(Records from a data source)

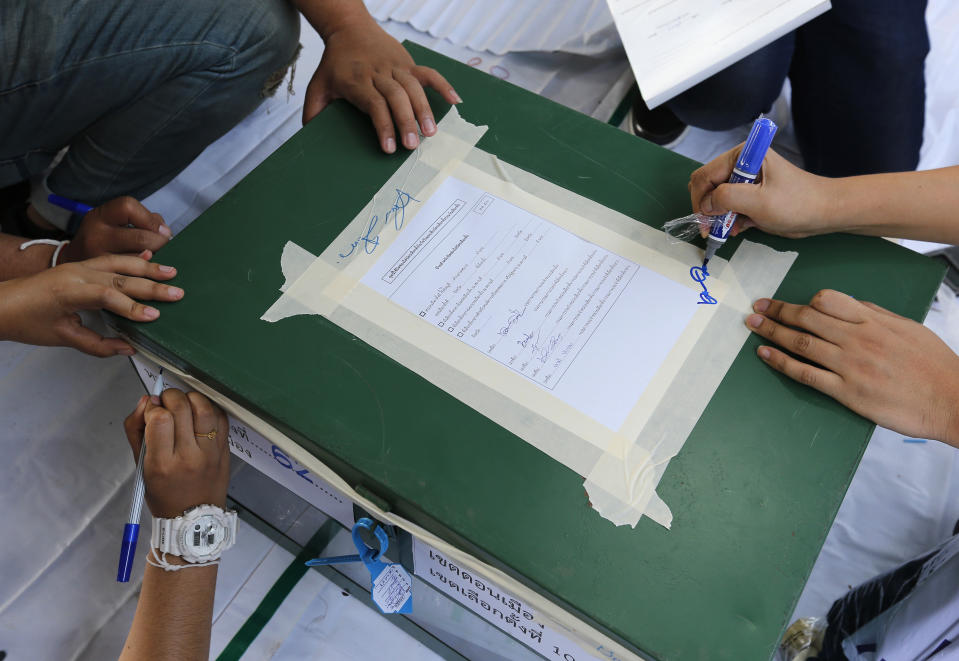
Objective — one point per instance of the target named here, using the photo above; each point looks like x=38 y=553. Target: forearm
x=908 y=205
x=173 y=616
x=15 y=263
x=328 y=16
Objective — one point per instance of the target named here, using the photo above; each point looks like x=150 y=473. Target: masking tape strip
x=547 y=612
x=622 y=467
x=686 y=397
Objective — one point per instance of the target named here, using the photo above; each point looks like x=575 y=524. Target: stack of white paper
x=504 y=26
x=674 y=44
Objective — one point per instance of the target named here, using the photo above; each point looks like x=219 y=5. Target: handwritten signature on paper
x=514 y=316
x=699 y=274
x=396 y=215
x=540 y=352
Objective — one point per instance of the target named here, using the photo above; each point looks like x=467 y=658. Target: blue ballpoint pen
x=131 y=530
x=70 y=205
x=745 y=172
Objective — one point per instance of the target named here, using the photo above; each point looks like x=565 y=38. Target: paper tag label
x=393 y=590
x=256 y=450
x=501 y=609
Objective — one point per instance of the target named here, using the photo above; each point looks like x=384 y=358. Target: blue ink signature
x=514 y=316
x=540 y=351
x=399 y=208
x=699 y=274
x=371 y=239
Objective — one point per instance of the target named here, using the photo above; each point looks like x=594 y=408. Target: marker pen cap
x=754 y=151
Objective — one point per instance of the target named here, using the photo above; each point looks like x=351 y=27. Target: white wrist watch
x=201 y=534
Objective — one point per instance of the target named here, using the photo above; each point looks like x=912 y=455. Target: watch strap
x=164 y=537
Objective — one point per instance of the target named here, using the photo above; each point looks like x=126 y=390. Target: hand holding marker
x=746 y=171
x=131 y=530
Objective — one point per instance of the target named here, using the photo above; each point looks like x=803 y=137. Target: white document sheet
x=674 y=44
x=508 y=26
x=588 y=325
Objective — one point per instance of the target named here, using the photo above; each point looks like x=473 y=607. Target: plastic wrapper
x=910 y=612
x=802 y=640
x=686 y=228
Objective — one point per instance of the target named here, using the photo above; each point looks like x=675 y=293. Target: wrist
x=830 y=203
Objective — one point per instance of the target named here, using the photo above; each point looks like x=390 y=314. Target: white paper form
x=674 y=44
x=590 y=326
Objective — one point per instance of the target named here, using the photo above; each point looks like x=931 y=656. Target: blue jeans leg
x=136 y=88
x=859 y=89
x=740 y=92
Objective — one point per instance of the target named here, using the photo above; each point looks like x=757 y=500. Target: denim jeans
x=858 y=89
x=135 y=88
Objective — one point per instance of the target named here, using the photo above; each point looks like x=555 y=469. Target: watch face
x=203 y=536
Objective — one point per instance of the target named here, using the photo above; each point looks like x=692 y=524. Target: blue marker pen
x=131 y=530
x=745 y=172
x=69 y=205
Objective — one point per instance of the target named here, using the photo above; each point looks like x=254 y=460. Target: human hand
x=105 y=231
x=42 y=308
x=884 y=367
x=786 y=200
x=183 y=467
x=366 y=66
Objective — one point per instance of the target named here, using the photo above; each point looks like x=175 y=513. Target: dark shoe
x=659 y=126
x=14 y=201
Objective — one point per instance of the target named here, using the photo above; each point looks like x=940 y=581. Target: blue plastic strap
x=390 y=584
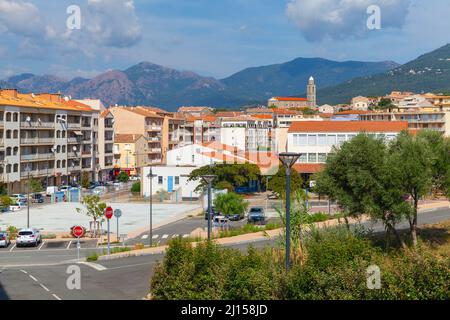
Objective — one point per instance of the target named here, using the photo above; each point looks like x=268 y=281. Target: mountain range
x=150 y=84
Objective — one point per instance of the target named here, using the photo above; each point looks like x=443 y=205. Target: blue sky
x=210 y=37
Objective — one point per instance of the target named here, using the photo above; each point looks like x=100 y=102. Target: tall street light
x=288 y=159
x=209 y=179
x=151 y=176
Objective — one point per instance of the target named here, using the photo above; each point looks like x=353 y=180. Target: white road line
x=32 y=277
x=95 y=266
x=44 y=287
x=56 y=297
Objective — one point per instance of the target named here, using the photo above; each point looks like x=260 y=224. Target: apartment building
x=315 y=140
x=45 y=136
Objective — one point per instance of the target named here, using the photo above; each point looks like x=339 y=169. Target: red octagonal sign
x=78 y=231
x=108 y=213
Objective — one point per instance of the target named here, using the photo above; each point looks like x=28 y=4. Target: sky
x=211 y=37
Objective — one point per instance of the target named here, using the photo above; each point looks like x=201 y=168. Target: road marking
x=56 y=297
x=44 y=287
x=95 y=266
x=32 y=277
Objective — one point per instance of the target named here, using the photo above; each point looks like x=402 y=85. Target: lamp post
x=288 y=159
x=151 y=176
x=209 y=179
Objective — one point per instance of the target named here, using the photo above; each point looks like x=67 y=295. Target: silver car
x=27 y=237
x=4 y=240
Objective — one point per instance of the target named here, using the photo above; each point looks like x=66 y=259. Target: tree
x=85 y=181
x=94 y=209
x=277 y=183
x=358 y=176
x=123 y=177
x=236 y=175
x=412 y=161
x=231 y=203
x=35 y=185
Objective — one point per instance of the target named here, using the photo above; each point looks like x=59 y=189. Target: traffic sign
x=108 y=213
x=117 y=213
x=78 y=231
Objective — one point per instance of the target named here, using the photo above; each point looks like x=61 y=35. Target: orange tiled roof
x=348 y=126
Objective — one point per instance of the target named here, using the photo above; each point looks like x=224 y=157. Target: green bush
x=136 y=187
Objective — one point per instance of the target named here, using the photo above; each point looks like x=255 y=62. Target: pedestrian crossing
x=166 y=236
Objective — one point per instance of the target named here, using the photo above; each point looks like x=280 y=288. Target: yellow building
x=130 y=153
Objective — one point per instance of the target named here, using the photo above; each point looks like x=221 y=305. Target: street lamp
x=288 y=159
x=209 y=179
x=151 y=176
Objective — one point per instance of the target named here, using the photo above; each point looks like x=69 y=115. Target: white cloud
x=341 y=19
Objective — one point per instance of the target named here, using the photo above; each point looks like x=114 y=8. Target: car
x=4 y=239
x=256 y=215
x=28 y=236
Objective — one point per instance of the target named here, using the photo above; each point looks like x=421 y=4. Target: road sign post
x=118 y=214
x=78 y=232
x=108 y=215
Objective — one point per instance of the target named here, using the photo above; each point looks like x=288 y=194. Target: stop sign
x=108 y=213
x=78 y=231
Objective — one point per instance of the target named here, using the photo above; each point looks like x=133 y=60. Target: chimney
x=9 y=92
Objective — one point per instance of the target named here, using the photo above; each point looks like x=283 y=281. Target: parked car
x=256 y=215
x=4 y=240
x=37 y=198
x=29 y=236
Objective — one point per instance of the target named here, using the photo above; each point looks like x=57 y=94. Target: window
x=312 y=139
x=341 y=139
x=322 y=140
x=303 y=158
x=322 y=157
x=312 y=157
x=331 y=139
x=300 y=140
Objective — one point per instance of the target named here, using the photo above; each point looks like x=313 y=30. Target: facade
x=315 y=140
x=47 y=137
x=129 y=153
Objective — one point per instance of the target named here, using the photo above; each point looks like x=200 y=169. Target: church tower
x=311 y=93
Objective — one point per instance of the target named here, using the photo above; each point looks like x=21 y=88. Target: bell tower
x=311 y=93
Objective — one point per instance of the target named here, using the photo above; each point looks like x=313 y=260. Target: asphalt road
x=41 y=275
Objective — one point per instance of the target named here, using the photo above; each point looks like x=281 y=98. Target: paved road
x=126 y=278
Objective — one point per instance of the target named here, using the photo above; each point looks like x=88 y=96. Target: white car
x=4 y=240
x=29 y=236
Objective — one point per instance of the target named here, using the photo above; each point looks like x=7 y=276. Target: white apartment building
x=315 y=140
x=45 y=136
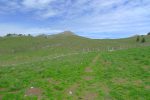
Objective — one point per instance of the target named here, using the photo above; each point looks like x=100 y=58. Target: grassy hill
x=26 y=48
x=69 y=67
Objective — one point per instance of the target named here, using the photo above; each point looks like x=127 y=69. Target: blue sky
x=90 y=18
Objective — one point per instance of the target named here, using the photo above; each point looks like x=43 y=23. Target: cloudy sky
x=91 y=18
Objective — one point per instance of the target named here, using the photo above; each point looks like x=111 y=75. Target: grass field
x=69 y=67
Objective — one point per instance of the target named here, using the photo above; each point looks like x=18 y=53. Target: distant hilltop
x=67 y=33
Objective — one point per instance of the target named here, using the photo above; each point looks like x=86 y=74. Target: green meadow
x=69 y=67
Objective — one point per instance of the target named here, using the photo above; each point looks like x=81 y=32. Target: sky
x=90 y=18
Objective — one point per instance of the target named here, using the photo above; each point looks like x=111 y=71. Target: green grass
x=55 y=67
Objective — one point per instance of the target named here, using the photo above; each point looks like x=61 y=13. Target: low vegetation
x=69 y=67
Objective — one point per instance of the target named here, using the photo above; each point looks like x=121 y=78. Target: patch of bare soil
x=50 y=80
x=88 y=69
x=89 y=96
x=72 y=90
x=87 y=78
x=34 y=92
x=120 y=81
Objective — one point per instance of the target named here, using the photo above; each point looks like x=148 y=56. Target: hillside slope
x=26 y=48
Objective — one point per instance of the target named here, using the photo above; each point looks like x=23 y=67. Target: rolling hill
x=65 y=66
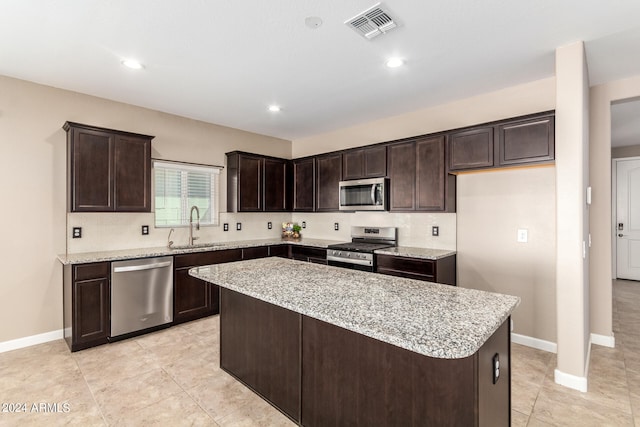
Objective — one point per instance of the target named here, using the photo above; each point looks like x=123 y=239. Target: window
x=178 y=187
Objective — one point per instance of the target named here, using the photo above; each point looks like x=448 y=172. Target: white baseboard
x=534 y=342
x=571 y=381
x=32 y=340
x=603 y=340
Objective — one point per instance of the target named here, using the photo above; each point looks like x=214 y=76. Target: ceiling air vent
x=372 y=22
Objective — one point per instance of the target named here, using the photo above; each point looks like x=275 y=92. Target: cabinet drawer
x=96 y=270
x=205 y=258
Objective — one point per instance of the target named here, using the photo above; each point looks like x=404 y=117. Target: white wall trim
x=571 y=381
x=534 y=342
x=31 y=340
x=603 y=340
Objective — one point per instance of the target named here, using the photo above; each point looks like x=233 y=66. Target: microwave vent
x=373 y=22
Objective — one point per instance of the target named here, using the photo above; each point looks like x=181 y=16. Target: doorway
x=627 y=218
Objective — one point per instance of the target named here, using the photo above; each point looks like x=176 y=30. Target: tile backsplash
x=115 y=231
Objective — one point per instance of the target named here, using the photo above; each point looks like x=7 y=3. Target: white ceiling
x=224 y=61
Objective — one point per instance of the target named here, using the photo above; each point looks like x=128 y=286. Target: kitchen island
x=331 y=346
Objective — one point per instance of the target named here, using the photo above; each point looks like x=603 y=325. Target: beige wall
x=514 y=101
x=628 y=151
x=572 y=275
x=492 y=206
x=32 y=152
x=499 y=269
x=600 y=177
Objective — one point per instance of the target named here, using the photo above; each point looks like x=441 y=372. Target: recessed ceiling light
x=395 y=62
x=133 y=64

- **PROBLEM**: If pictures appear, drop them, and retype exactly the lines from the "Target: rolling hill" line through the last line of the data above.

- **ANSWER BOX**:
Objective — one point per instance of the target named here, using the photo above; each point looks like x=23 y=67. Target: rolling hill
x=65 y=66
Objective — one point per instance of the target named here, using the photo above; each point looks like x=123 y=239. Target: window
x=178 y=187
Objective — one point per instance of the target named here, using the photo above; each point looks like x=448 y=172. Target: white baseboard
x=534 y=342
x=571 y=381
x=32 y=340
x=603 y=340
Objective — one point per instance of the target named here, using the photo above; each point looks like x=214 y=76. Target: ceiling air vent
x=372 y=22
Objective — one point per instance of the target named here, using the photo above; each point looks like x=275 y=92. Target: cabinet drawer
x=96 y=270
x=205 y=258
Objective — one point per instance of the target named here, using the photo above; each point looks like x=404 y=117. Target: white wall trim
x=571 y=381
x=534 y=342
x=31 y=340
x=603 y=340
Objective — one point per instance of the target named here, using the photo above; each point looks like x=233 y=66. Target: microwave vent
x=373 y=22
Objective — one point per instance of the target named here, using the photo above; each point looks like x=181 y=16. Target: doorway
x=627 y=218
Objective — one point per instance of the target named here, using the photo above; each point looks like x=176 y=30. Target: tile backsplash
x=115 y=231
Objective — one point per instance of the target named here, using the photo above; each point looks like x=7 y=3. Target: white ceiling
x=224 y=61
Objective — one point per instance of the target named here, using the photo above; each point looks like x=128 y=286. Target: kitchen island
x=331 y=346
Objective — one point per instance of the target named here, using the photo above; each point looks like x=603 y=325. Target: beige wall
x=514 y=101
x=628 y=151
x=572 y=275
x=492 y=206
x=32 y=152
x=499 y=269
x=600 y=177
Objective — one point per instance of the target named here, using the photo above; each point looks like x=441 y=372. Target: recessed ceiling light
x=395 y=62
x=133 y=64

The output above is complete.